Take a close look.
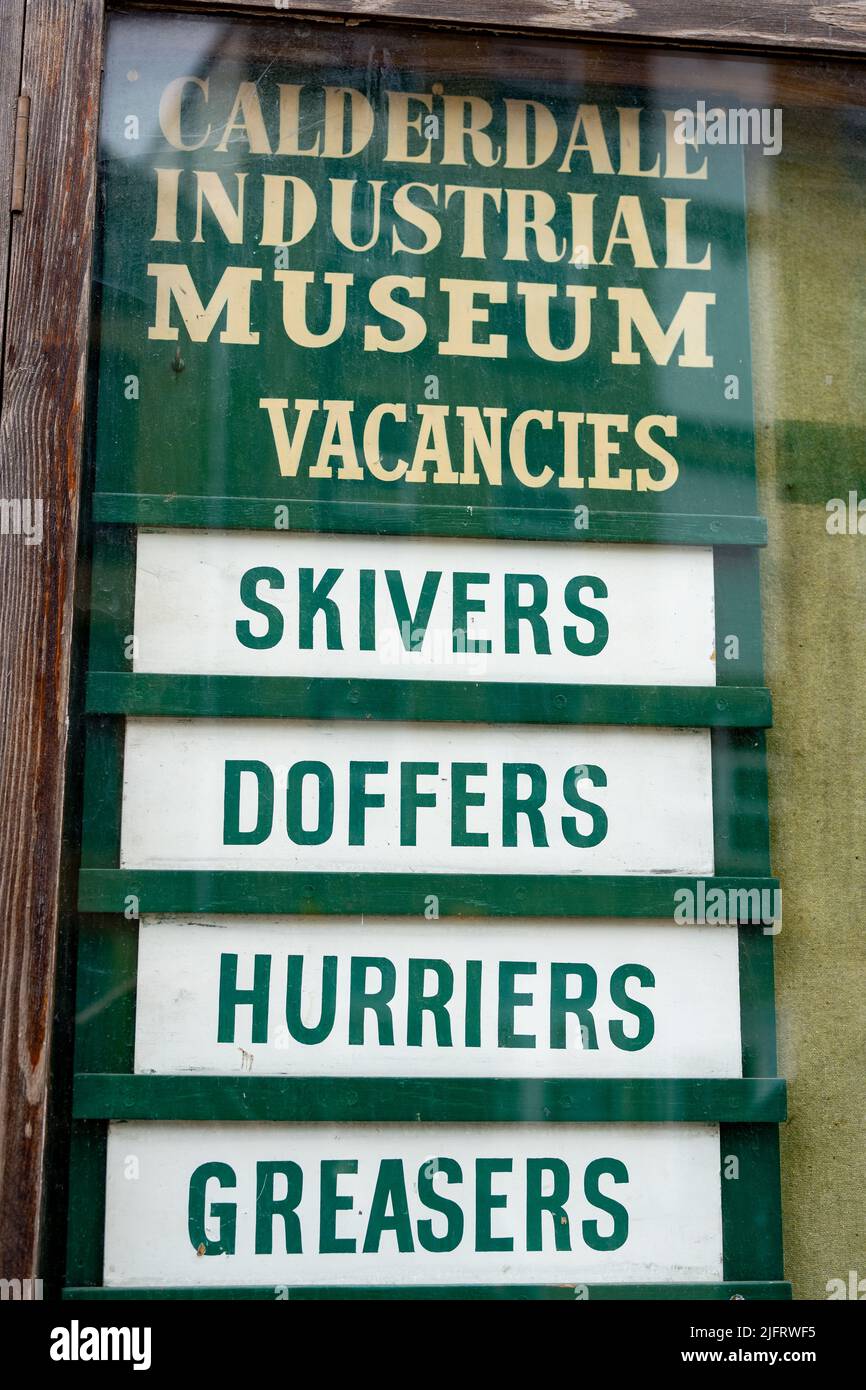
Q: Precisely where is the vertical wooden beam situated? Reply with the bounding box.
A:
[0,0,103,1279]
...
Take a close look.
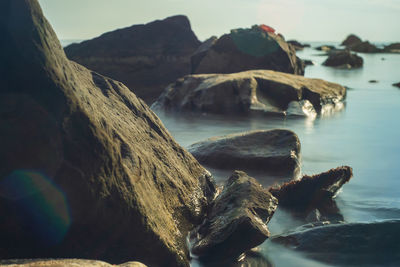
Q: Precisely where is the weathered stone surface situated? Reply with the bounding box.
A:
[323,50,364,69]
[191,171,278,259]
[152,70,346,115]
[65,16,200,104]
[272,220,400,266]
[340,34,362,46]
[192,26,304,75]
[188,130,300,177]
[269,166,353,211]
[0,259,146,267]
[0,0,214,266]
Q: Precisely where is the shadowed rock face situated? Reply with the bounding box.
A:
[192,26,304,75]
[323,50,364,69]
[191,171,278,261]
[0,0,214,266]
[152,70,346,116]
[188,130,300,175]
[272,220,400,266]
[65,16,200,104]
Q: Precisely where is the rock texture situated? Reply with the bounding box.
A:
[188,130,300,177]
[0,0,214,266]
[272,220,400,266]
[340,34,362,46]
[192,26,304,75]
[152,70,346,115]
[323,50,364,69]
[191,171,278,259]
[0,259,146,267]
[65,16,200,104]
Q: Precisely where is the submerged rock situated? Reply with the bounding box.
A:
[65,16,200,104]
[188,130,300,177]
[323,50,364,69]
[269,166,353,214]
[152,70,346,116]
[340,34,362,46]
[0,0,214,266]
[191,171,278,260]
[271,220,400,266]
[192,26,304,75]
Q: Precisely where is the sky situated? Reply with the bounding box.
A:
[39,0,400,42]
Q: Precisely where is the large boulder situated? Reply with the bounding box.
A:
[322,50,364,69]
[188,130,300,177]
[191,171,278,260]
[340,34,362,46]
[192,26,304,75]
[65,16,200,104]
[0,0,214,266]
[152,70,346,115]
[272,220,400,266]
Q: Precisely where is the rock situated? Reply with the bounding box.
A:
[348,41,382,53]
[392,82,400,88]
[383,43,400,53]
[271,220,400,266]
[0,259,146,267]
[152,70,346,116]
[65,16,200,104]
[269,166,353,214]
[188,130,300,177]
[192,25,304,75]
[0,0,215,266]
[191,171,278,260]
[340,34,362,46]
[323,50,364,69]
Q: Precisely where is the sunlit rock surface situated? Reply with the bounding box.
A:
==
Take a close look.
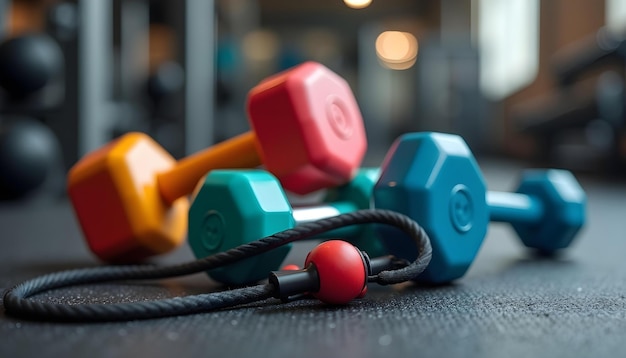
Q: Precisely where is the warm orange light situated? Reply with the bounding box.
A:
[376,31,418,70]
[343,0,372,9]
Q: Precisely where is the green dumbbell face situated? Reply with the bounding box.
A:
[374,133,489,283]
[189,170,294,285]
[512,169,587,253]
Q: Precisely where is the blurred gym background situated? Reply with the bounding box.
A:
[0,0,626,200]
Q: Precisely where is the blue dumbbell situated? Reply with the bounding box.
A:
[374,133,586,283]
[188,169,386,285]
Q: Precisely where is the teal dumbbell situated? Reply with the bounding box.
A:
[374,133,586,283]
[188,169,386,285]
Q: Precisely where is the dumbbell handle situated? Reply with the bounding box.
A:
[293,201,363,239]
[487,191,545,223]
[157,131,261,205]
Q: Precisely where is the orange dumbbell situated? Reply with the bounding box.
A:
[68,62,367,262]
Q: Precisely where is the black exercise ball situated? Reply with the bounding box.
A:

* [Requirement]:
Which lines in the material above contain the string "rock"? Copy each one out in full, matching uppercase and lowercase exactly.

* [Full solution]:
Q: Precisely where is the shadowed rock face situated? Reply with the bounding box.
Q: Precisely where is the rock texture situated? Reply with the bounding box.
Q: Precisely where is the submerged rock situated? Reply with the bounding box.
Q: Precisely where is the rock situated? Reply with the bounding box.
Q: Precisely where is the sunlit rock surface situated? Reply with the bounding box.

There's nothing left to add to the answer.